▶ [Your task]: Render the stretch from the start of the items through the line containing "[[0, 42], [262, 35], [511, 36], [511, 0], [1, 2]]" as a JSON list of strings, one string per line, with blank lines left out.

_ _ _

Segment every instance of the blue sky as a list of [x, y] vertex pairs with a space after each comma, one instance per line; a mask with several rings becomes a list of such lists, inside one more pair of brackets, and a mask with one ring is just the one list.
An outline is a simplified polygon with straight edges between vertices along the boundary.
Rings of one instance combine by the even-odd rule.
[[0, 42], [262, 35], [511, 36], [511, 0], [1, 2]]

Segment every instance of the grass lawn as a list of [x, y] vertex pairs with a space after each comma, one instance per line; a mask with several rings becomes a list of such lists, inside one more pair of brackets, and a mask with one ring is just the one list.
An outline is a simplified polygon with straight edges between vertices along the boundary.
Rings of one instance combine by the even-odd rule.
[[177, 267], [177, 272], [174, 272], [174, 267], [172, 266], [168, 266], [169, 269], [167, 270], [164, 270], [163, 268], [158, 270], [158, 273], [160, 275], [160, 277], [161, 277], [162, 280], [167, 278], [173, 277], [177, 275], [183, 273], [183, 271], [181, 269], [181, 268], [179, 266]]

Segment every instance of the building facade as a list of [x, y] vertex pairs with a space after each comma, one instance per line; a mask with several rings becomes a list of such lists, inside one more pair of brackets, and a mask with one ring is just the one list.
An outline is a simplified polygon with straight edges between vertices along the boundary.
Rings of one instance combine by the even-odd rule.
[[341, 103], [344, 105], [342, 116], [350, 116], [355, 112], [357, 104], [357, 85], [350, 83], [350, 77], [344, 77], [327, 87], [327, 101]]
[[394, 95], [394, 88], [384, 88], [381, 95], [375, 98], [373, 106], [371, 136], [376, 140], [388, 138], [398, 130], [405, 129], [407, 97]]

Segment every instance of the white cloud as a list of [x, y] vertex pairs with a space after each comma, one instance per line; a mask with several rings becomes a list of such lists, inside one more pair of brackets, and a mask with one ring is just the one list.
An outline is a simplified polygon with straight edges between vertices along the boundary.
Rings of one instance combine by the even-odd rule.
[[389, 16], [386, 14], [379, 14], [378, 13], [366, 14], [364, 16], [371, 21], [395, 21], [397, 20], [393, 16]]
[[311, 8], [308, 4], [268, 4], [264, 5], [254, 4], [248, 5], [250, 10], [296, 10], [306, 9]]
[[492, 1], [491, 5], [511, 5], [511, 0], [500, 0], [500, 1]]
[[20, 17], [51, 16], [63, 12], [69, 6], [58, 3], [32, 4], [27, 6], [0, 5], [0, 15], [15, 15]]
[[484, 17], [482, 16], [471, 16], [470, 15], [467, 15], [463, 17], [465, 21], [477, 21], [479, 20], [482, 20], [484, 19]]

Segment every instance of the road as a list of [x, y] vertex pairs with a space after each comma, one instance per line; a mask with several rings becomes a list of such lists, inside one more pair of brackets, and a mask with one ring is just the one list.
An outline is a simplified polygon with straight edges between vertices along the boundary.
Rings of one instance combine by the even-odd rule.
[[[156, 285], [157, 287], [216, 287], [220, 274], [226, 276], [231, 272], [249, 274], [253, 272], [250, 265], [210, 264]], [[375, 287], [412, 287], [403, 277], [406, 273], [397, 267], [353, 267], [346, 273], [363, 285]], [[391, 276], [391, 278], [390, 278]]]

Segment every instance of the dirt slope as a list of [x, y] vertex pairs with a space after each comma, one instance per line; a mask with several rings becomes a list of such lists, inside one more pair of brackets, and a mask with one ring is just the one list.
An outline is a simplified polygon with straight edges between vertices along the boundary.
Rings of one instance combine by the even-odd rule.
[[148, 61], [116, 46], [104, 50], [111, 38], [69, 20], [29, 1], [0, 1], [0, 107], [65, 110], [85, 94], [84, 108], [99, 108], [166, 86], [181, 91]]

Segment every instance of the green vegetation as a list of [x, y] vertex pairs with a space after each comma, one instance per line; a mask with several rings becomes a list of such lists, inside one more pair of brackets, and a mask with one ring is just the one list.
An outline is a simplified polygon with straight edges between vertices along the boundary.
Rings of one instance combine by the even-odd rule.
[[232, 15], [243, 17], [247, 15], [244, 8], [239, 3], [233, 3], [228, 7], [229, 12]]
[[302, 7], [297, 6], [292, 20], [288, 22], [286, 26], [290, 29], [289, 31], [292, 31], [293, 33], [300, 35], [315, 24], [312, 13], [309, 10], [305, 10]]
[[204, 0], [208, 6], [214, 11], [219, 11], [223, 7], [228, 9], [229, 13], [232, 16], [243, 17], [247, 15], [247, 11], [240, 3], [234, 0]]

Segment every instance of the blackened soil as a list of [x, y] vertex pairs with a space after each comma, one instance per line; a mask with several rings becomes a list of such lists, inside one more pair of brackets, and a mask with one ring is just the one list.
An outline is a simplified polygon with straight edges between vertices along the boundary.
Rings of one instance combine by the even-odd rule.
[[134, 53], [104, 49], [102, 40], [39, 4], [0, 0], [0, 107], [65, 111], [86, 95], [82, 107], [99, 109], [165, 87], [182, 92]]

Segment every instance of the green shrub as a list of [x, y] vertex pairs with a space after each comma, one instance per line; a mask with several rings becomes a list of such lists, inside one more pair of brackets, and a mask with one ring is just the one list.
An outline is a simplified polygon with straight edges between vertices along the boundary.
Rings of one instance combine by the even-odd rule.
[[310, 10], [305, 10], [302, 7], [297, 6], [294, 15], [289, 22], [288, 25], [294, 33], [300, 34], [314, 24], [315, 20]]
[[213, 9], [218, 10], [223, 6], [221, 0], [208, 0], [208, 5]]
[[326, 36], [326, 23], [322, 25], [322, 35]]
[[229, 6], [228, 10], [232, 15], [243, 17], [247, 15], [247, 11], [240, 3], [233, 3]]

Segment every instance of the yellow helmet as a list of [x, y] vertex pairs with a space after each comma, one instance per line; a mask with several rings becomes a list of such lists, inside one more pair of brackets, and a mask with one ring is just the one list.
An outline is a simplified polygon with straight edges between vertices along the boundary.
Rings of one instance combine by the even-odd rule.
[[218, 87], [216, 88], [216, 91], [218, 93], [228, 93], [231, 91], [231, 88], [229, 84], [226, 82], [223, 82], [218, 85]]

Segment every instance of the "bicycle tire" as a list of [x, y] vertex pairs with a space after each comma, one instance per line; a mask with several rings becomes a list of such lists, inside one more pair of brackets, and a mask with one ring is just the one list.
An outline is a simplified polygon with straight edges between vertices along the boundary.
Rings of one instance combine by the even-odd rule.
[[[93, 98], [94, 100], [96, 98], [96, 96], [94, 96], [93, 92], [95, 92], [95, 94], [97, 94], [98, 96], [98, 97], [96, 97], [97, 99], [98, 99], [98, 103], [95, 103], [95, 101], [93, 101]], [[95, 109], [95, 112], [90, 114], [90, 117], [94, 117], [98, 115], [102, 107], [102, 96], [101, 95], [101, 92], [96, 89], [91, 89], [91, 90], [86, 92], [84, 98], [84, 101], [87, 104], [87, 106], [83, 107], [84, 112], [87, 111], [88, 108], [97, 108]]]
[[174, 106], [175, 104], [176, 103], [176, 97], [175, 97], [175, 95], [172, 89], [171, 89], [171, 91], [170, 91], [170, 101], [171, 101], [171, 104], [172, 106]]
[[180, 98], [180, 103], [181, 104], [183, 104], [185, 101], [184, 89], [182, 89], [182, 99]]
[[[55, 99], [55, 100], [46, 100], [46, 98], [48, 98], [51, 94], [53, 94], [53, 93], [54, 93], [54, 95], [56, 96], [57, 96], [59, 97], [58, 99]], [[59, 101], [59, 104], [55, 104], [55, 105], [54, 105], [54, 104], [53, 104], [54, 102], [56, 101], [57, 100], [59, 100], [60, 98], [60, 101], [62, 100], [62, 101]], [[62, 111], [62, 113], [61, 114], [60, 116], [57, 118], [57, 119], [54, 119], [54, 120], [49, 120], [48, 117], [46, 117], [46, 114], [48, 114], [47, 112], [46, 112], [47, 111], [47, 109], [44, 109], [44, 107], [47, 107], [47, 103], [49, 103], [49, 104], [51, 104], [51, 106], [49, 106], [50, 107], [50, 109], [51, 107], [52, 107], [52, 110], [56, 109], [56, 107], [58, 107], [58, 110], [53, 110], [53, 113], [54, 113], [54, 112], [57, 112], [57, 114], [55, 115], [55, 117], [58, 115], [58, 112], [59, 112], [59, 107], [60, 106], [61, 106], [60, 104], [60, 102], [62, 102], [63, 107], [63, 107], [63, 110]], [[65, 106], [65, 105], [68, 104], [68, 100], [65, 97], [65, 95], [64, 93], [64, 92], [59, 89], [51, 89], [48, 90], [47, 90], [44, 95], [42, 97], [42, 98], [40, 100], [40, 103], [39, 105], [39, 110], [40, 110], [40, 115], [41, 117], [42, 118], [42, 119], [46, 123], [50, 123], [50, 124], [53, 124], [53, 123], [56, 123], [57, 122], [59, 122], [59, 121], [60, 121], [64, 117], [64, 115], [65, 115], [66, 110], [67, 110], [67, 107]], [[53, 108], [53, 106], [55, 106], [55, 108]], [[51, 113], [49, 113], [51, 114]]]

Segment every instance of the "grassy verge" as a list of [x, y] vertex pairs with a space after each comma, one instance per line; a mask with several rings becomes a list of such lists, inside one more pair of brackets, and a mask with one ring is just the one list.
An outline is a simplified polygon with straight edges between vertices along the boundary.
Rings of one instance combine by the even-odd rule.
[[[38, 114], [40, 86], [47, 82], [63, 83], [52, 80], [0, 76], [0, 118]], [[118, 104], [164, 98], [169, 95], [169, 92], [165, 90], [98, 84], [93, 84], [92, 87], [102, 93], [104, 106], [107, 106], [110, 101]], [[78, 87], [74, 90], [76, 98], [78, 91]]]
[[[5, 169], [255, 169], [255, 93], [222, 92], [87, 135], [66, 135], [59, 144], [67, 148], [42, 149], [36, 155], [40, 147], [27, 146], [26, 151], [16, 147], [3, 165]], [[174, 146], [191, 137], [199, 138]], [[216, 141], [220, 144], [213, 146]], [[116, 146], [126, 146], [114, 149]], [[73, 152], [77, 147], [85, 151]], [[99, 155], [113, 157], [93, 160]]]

_ _ _

▶ [Complete output]:
[
  "Segment every instance of the blue sky as a list of [x, y] vertex pairs with a space after each comma, one instance per line; a mask with several rings becomes a list of such lists, inside one more pair of brackets, and a mask with one ring is just the one list.",
  "An outline is a simplified polygon with straight edges between vertices along the boundary.",
  "Rings of one instance combine by the even-odd rule.",
  "[[0, 42], [262, 35], [511, 36], [511, 0], [1, 2]]"
]